* **Exercise requirements**: Format the stretch of rows from the line that contains "Can you find the cream" through the line that contains "pixel 903 492", both included, as a JSON list of strings with one string per line and blank lines left out.

* **Source material**:

-.-.-

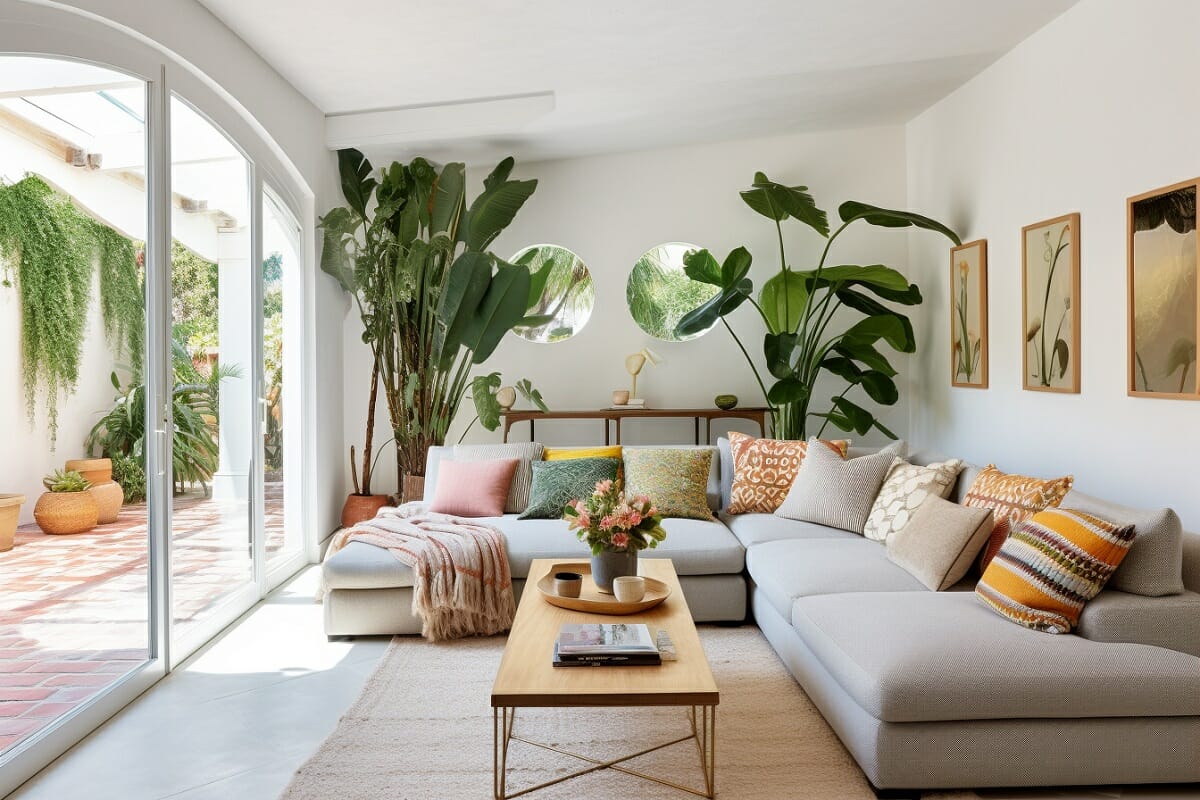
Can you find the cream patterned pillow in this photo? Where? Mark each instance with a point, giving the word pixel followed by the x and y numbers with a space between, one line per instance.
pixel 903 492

-.-.-

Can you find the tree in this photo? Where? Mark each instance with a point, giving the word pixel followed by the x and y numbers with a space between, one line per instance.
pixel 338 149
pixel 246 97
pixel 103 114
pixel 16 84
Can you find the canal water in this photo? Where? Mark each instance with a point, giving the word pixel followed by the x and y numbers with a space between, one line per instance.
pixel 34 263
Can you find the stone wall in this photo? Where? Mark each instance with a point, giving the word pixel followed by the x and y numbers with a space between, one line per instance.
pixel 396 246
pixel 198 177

-.-.-

* **Exercise solution**:
[
  "Can you find the cream patterned pillow in this photo? Where? Mark each instance with a point, giving the word pixel followed by the x and y numbers with a space between, one line per instance.",
  "pixel 903 492"
]